### Trecho selecionado

Quem recebeu o cartola e seus dois pupilos no Internacional foi Carlos Duran, o Martelo. Ex-craque do time vermelho nos anos 60, Duran era então supervisor de futebol.
"A gente acreditava muito nas indicações do Perondi", narra Duran, 74, que recebeu a Folha numa clínica geriátrica no bairro Menino Deus, em Porto Alegre. "Houve uma recomendação muito forte pelo Dunga. Pelo outro, nem tanto."
Os dois jovens foram levados ao estádio dos Eucaliptos, hoje abandonado, mas à época casa das categorias de base do Inter.
Wisseman, lateral-esquerdo, fez testes, foi reprovado e seguiu carreira em times do interior. Voltou ao clube em 1987 e jogou a final da Copa União.
Os alojamentos das categorias de base na época não eram como os de hoje. "Dormíamos em colchões no chão. Comida não faltava, mas também não sobrava", narra João Carlos dos Santos, 47, companheiro de Dunga naquela época, hoje dono de um lava-rápido em Ijuí.
"A ajuda de custo que nos pagavam era algo como R$ 200 hoje", conta. Qualquer final de semana de folga significava voltar correndo para Ijuí. "Mas o sacrifício valia a pena."
João Carlos não vingou no Inter. Foi dispensado, rodou por clubes de Santa Catarina e Paraná, hoje é árbitro da FGF e se orgulha de ter trabalhado como auxiliar de Carlos Eugênio Simon e Leonardo Gaciba.
Enquanto isso, Dunga deixava de ser promessa. Ganhou tudo nas divisões inferiores do Inter e passou a frequentar seleções brasileiras de base.
Na bronca com o Inter
Em 1983, ano em que subiu para o profissional, esteve prestes a ser dispensado pelo técnico Dino Sani. Seu nome apareceu numa lista de jogadores a serem dispensados. O destino seria o Brasil de Pelotas.
"Foi a única vez em que eu de fato ajudei o Dunga", afirma Emídio Perondi. "Entrei na sala do Arthur Dallegrave [ex-presidente do Inter] e disse que ele não poderia fazer isso."
O cartola atendeu o pedido, Dunga ficou e foi campeão mundial sub-20 com a seleção brasileira, no México.

### Dados apresentados

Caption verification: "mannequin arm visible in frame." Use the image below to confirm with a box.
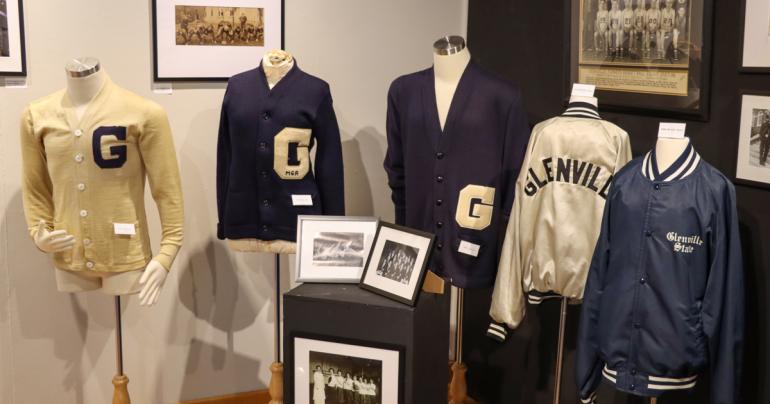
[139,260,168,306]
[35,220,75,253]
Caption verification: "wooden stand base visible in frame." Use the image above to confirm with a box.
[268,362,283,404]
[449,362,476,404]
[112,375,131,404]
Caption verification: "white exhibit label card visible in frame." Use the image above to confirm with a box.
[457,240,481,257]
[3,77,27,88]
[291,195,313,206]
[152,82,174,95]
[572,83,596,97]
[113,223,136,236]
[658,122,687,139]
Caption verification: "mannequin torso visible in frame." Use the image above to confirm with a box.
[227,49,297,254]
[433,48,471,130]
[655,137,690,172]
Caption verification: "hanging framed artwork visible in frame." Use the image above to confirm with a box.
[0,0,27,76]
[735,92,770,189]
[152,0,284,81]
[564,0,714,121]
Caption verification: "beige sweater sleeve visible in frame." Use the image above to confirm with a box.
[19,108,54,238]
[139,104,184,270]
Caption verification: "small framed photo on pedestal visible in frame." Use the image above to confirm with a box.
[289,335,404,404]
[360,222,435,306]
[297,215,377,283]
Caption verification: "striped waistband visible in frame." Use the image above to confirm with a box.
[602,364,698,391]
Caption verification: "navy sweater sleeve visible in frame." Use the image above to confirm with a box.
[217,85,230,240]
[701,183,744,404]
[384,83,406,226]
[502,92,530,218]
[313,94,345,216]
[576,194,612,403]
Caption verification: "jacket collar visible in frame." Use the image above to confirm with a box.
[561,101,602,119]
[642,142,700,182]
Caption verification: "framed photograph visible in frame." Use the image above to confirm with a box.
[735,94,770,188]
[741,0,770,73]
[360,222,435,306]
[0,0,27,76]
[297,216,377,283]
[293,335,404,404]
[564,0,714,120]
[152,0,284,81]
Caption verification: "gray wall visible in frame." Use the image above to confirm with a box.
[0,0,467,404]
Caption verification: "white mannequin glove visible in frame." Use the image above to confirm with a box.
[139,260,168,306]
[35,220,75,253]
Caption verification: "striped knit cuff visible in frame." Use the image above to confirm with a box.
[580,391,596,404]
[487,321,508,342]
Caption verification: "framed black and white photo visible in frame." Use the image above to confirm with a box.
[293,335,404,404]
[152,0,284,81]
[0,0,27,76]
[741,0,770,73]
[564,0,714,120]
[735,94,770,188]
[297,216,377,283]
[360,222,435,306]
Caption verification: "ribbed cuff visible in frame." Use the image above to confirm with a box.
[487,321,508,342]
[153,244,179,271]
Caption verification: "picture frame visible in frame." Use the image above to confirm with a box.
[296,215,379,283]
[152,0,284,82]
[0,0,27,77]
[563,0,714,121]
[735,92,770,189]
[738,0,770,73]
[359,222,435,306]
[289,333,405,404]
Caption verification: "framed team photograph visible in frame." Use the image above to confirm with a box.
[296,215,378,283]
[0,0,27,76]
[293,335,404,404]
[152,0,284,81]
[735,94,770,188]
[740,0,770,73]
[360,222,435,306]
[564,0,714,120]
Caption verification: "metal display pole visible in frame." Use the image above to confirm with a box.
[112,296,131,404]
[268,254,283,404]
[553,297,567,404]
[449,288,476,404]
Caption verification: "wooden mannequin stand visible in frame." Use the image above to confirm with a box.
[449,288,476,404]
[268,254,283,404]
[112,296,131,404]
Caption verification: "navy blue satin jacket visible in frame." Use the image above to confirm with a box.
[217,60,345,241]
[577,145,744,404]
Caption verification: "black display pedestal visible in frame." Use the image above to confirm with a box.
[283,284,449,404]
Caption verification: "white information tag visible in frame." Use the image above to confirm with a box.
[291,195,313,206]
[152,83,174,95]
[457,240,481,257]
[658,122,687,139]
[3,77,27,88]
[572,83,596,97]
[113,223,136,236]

--

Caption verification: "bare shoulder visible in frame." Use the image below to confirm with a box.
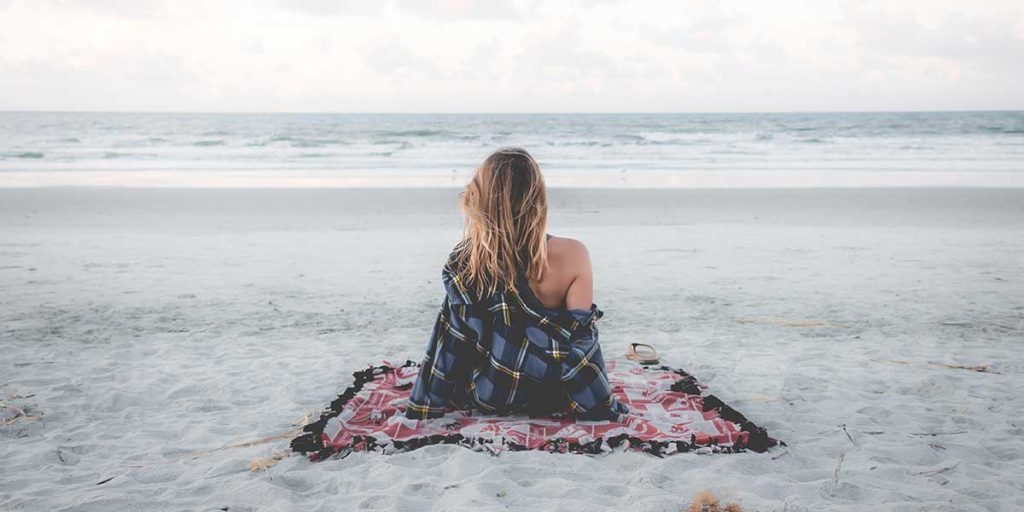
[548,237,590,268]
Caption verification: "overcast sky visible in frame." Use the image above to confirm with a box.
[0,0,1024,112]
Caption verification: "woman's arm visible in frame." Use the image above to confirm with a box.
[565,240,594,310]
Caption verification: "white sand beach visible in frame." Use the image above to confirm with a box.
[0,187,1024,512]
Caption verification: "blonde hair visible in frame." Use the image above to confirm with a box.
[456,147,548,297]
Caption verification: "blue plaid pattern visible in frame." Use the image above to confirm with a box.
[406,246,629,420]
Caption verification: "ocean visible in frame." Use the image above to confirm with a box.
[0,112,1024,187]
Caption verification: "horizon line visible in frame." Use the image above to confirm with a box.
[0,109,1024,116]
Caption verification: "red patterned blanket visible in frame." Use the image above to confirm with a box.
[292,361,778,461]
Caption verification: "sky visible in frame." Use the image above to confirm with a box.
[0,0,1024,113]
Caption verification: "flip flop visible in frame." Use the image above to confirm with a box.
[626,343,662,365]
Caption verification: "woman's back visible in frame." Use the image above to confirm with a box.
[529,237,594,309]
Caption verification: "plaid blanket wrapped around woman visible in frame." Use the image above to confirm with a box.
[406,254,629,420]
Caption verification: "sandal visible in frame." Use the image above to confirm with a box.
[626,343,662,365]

--

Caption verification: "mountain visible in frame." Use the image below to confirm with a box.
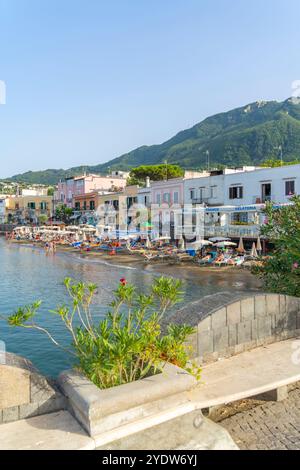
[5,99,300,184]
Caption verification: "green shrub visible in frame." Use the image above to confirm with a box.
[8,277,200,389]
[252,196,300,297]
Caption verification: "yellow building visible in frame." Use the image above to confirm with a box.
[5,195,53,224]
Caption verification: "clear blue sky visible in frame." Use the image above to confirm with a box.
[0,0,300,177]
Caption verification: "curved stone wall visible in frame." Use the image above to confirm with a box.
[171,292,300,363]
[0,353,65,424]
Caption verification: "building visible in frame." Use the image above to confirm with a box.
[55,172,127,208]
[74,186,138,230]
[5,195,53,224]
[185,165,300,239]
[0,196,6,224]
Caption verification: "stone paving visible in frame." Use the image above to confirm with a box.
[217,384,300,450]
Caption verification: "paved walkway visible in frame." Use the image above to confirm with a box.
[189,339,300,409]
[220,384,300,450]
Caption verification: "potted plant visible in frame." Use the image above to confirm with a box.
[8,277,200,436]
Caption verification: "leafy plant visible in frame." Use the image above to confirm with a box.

### Conjunto de exercícios
A) Responda, com base no trecho sobre o início da carreira de Dunga:
(i) Que função Carlos Duran exercia no Internacional quando recebeu os dois jovens?
(ii) A qual estádio os dois jovens foram levados?
(iii) Para qual clube Dunga seria enviado, segundo a lista de dispensas de 1983?
B) Prossiga com o texto sobre o início da carreira de Dunga a partir da última frase apresentada.
Os dados não são necessários para a resolução.

### Resultados dos exercícios
A)
(i) Supervisor de futebol.
(ii) Ao estádio dos Eucaliptos.
(iii) Ao Brasil de Pelotas.

B)
De volta à cidade natal, reclamou do Inter numa entrevista ao "Jornal da Manhã". Disse que não se sentia valorizado pelo clube gaúcho, acusou um dirigente de embolsar parte de seu salário e afirmou que preferia jogar no Rio ou em São Paulo. "Para me manter na vitrine." Três meses depois, como mostra o registro 2.720 da FGF, teve seu contrato mudado de "amador" para "profissional", com ordenado de CR$ 350 mil, dez salários mínimos da época, o que hoje significaria R$ 5.131. As "luvas" eram de CR$ 2 milhões, ou R$ 29.320, agora.
Carlos Duran, o supervisor do Inter, lembra-se dos primeiros dias de Dunga como profissional. "Todo mês ele entrava na minha sala com o contracheque, reclamando", diverte-se Duran. "Chiava que os descontos só aumentavam e eu explicava que, quanto mais ele ganhava, maiores seriam os impostos. Já era um pão-duro."
O Internacional chegou a recusar uma proposta de um empresário italiano pelo passe de seu volante. Mas, em 1984, o venderia ao Corinthians, numa transação intermediada por Juan Figer, o mesmo empresário que o levaria a Itália, Alemanha e Japão. (MARTÍN FERNANDEZ)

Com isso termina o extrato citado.